**Document segment**
>>>
The point? The circumstances of one’s birth play a hugely determinant role in shaping a person’s future. Entering the world in 1969 CE instead of 1969 BCE allowed Uvular’s parents to fit him with a succession of increasingly refined visual aids, thereby fitting him for such employments as vomiting words all over the Politics Thread of a beloved though undersubscribed commenting site called The Avocado.
The gold-plated health insurance Uvular’s family earned through his father’s U.S. Navy career surely helped. As did a belated but dawning recognition across all strata of society that swathes of so-called “simplemindedness” signified nothing more than low visual acuity and/or dyslexia.
News out of Russia early on the morning after U.S. Thanksgiving put Uvular on the path of this pensiveness. A coal mine explosion near the town of Belovo, a couple hundred miles northwest of the Mongolian border, claimed 51 lives. Rescuers who entered the burning shaft count among the dead.3
“Methane was over the limit. My husband came home from work every day and said it wouldn’t end well. It was so over the limit that all the sensors were beeping,” [a miner’s widow] told reporters after visiting the facility on Friday.
<<<
**Brief**
In the text about Uvular and the Russian mine explosion, how many lives did the blast near Belovo claim? These rows were taken from a separate source.

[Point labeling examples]
>>>
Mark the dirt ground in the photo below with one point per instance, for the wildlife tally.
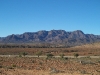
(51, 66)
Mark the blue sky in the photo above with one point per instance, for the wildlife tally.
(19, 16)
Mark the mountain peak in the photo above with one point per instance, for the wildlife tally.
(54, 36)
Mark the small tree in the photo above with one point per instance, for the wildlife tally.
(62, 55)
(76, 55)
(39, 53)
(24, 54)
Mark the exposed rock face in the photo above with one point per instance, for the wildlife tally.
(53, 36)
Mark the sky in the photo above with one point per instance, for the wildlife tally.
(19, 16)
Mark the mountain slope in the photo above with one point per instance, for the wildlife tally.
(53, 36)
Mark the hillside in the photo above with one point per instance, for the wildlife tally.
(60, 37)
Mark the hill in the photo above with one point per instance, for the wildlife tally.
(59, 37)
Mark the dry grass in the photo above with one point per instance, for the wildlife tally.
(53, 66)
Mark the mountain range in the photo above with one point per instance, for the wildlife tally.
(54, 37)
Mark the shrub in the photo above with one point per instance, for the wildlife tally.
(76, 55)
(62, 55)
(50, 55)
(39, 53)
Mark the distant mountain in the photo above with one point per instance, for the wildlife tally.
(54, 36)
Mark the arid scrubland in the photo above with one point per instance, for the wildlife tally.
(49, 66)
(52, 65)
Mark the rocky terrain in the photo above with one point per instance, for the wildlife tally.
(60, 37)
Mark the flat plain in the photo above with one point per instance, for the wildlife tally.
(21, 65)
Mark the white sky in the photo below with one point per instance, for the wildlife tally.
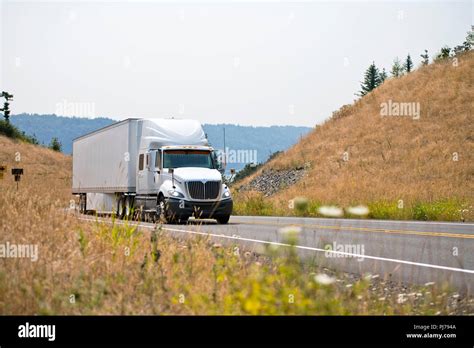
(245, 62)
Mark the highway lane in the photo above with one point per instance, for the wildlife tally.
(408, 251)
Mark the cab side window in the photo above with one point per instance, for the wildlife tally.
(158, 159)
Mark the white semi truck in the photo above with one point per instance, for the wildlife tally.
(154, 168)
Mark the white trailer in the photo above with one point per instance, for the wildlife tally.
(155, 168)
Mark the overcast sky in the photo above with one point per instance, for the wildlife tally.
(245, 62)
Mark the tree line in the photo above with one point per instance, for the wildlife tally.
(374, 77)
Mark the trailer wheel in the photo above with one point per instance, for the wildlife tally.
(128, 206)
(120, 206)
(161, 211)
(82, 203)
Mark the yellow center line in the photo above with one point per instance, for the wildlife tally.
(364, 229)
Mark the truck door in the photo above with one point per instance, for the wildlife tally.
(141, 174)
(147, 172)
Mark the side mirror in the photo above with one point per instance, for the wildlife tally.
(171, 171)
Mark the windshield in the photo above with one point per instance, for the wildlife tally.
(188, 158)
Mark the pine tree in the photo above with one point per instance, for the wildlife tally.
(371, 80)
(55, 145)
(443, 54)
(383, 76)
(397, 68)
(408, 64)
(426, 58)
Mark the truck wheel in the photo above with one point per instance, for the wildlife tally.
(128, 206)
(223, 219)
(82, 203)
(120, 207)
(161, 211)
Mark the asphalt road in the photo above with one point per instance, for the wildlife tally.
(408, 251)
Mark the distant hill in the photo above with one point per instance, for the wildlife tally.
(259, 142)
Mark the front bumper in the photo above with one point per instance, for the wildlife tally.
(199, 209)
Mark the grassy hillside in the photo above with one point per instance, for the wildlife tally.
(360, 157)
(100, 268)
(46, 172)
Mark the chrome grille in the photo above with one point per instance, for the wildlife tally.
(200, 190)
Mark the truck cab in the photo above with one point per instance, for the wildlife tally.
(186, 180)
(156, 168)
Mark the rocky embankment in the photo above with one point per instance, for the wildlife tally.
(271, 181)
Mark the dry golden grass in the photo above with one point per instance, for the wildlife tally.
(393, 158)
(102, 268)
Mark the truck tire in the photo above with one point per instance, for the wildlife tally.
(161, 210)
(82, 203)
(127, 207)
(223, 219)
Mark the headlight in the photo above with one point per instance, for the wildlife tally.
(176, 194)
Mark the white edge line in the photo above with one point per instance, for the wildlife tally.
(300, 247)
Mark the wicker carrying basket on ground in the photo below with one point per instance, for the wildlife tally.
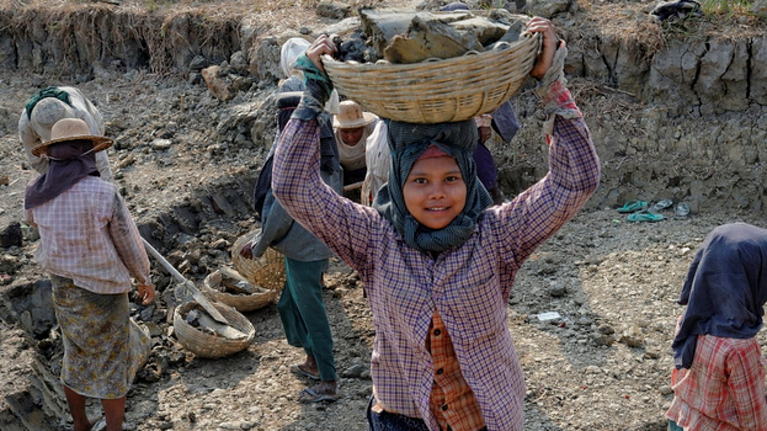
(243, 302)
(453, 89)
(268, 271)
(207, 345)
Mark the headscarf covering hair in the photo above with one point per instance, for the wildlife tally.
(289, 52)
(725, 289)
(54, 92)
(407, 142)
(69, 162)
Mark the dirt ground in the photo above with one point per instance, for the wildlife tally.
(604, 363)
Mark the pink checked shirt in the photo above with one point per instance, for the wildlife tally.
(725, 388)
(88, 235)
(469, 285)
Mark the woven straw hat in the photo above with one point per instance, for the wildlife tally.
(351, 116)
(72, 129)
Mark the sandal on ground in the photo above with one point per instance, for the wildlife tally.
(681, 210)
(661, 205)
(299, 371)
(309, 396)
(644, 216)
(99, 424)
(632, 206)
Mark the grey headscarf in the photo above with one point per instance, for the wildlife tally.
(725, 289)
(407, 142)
<<<
>>>
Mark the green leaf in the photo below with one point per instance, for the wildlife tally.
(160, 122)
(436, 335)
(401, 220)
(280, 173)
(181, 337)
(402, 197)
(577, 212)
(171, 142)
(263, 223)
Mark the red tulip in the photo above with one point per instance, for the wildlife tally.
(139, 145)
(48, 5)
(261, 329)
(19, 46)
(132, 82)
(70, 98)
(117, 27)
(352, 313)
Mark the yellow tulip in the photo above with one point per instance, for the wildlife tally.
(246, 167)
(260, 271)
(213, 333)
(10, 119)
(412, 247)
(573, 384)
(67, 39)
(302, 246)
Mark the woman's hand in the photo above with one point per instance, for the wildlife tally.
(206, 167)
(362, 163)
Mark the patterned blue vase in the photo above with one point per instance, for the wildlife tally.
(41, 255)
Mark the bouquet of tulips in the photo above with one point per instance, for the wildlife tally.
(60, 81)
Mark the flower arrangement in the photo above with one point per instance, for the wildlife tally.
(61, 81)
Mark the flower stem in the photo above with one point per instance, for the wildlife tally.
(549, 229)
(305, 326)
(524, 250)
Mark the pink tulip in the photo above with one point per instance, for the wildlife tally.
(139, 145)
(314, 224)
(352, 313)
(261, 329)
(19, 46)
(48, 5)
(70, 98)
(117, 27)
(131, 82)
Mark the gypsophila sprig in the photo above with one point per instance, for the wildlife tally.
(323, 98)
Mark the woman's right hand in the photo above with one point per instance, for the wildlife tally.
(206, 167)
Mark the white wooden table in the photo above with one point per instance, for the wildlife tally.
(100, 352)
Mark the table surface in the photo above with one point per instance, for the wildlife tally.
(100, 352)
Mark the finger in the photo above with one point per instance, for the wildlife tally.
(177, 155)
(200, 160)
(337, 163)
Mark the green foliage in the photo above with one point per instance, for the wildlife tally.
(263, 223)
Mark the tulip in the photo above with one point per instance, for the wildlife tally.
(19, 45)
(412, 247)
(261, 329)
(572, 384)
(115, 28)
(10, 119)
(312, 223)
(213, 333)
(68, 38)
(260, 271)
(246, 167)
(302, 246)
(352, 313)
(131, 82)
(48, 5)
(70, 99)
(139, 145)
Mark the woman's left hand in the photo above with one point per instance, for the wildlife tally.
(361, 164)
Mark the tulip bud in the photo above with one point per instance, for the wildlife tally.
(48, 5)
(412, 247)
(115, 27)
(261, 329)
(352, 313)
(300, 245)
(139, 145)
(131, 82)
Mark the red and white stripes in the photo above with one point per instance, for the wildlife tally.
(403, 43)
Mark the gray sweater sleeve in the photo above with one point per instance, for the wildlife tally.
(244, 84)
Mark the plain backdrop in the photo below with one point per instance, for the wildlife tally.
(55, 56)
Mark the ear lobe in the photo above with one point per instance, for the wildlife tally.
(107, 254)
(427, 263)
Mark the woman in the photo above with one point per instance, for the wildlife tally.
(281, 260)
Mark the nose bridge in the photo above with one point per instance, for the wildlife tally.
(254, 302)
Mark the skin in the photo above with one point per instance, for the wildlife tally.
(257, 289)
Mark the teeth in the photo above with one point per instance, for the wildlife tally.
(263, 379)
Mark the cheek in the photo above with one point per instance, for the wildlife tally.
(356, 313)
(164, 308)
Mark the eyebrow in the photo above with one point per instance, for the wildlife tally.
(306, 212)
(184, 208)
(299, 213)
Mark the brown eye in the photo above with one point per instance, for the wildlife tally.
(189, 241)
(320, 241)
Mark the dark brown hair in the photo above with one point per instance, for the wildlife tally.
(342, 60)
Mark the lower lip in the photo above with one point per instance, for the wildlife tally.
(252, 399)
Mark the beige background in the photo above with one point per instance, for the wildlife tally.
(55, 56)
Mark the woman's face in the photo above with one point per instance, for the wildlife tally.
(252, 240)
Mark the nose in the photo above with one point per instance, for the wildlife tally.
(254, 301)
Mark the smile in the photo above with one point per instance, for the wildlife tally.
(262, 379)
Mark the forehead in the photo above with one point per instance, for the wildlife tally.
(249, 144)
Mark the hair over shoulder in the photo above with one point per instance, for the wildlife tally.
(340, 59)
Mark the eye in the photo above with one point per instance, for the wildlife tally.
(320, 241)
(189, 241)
<<<
**Exercise output**
51